Conjunto de tarefas ▸
1. Reproduza, na crônica sobre a consulta de emergência, o trecho que vai de "Foi notório o" até "em casa, obrigada.".
2. Na crônica sobre a consulta de emergência, o que a médica recomenda para tratar o terçol?

Texto de estudo ▸
- - - - - - -
Vida de adulto

Uma consulta de emergência gera algumas reflexões sobre as “benesses” de ser adulto
Ilustração: Vitor Rocha
06/07/2023

Um terçol purulento (não, você não quer saber) me levou ao pronto-socorro do Hospital dos Olhos numa quinta-feira, tarde da noite. Eu esperava encontrar bêbados, profissionais de TI, prostitutas, feirantes e caminhoneiros. Encontrei crianças. Parecia um hospital pediátrico. Excluindo os profissionais da casa, para cada adulto, tinha uma média de duas crianças.

Foi notório o alívio da médica quando chamou meu nome e percebeu que eu já saí das fraldas mas ainda não voltei a elas.

Eu te entendo, amiga. Eu te entendo. Criança é bom porque cresce. Digo, algumas crescem. Outras viram heterotops ou esquerdomachos.

Apesar do meu pânico, nada grave. Daquelas coisas que meio que se resolvem sozinhas.

A médica, cautelosa, recomenda compressas de água quente e lavar com shampoo de bebê. “Do amarelinho”, ela completa, “só serve o amarelinho”. Agradeci e fui embora sem responder que é o shampoo que a Nina usa, já tenho em casa, obrigada.

Saí um pouco arrependida por não ter puxado uma conversa sobre pets que tomam banho com shampoo de bebê. A moça parecia necessitada da diversão, mas minha compaixão pela classe médica, de uma forma geral, não é muito grande. Yes, I have the scars to prove it.
- - - - - - -
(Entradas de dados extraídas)
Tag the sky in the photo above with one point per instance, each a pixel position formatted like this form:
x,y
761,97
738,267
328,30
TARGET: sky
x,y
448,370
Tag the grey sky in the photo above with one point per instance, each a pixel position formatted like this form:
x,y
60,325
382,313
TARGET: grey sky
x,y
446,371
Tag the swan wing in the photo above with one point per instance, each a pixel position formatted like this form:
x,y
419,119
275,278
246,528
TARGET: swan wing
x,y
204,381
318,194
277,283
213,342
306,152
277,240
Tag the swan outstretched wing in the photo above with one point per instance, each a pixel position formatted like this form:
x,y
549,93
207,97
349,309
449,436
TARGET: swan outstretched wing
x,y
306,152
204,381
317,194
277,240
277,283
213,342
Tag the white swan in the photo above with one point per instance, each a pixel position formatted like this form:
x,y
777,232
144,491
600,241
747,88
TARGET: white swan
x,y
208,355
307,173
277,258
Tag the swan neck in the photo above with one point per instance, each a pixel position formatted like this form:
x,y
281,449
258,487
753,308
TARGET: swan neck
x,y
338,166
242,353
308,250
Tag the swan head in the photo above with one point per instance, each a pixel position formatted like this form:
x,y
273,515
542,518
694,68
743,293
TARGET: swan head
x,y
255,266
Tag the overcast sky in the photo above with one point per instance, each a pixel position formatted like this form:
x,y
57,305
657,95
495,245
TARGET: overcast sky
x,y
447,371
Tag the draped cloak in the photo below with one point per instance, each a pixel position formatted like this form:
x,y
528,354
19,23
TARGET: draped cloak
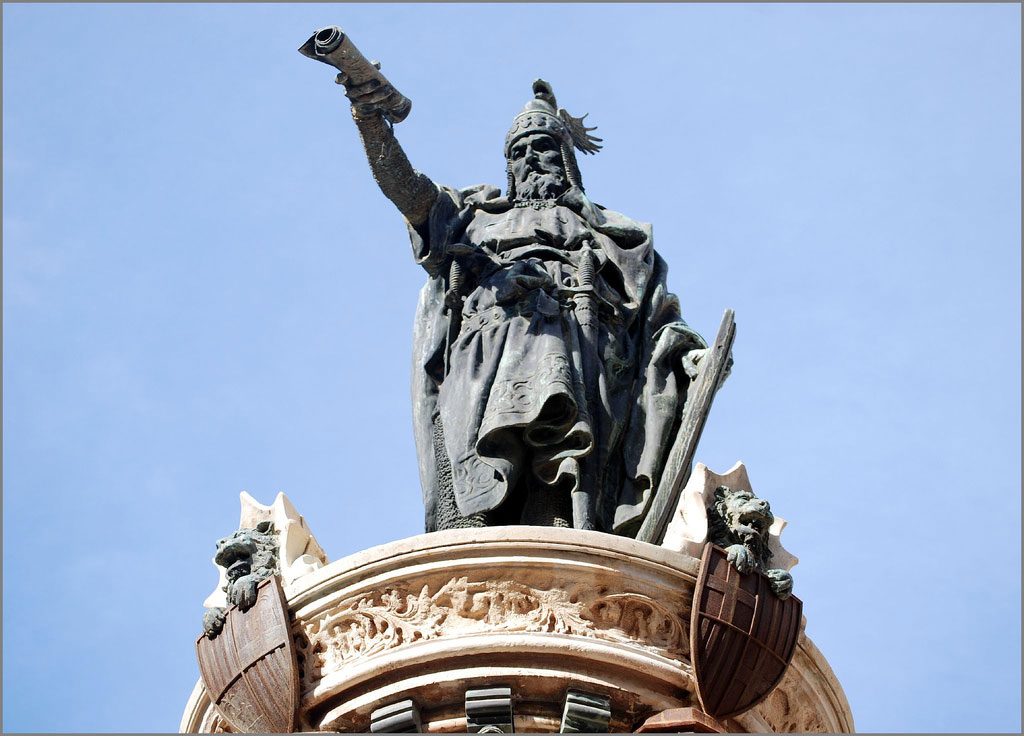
x,y
506,376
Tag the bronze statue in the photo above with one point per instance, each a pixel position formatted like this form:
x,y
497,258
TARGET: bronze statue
x,y
550,361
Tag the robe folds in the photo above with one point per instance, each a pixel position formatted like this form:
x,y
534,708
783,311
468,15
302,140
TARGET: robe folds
x,y
507,375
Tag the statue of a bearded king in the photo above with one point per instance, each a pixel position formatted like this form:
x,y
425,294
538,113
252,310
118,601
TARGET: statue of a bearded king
x,y
550,362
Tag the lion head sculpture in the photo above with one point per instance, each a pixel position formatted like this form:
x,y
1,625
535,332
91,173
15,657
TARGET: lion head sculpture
x,y
249,557
739,521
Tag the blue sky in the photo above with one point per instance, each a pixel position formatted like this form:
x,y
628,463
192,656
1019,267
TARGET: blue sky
- - - - - - -
Resultados das tarefas ▸
1.
Foi notório o alívio da médica quando chamou meu nome e percebeu que eu já saí das fraldas mas ainda não voltei a elas.

Eu te entendo, amiga. Eu te entendo. Criança é bom porque cresce. Digo, algumas crescem. Outras viram heterotops ou esquerdomachos.

Apesar do meu pânico, nada grave. Daquelas coisas que meio que se resolvem sozinhas.

A médica, cautelosa, recomenda compressas de água quente e lavar com shampoo de bebê. “Do amarelinho”, ela completa, “só serve o amarelinho”. Agradeci e fui embora sem responder que é o shampoo que a Nina usa, já tenho em casa, obrigada.

2. Compressas de água quente e lavar com shampoo de bebê, somente o "amarelinho".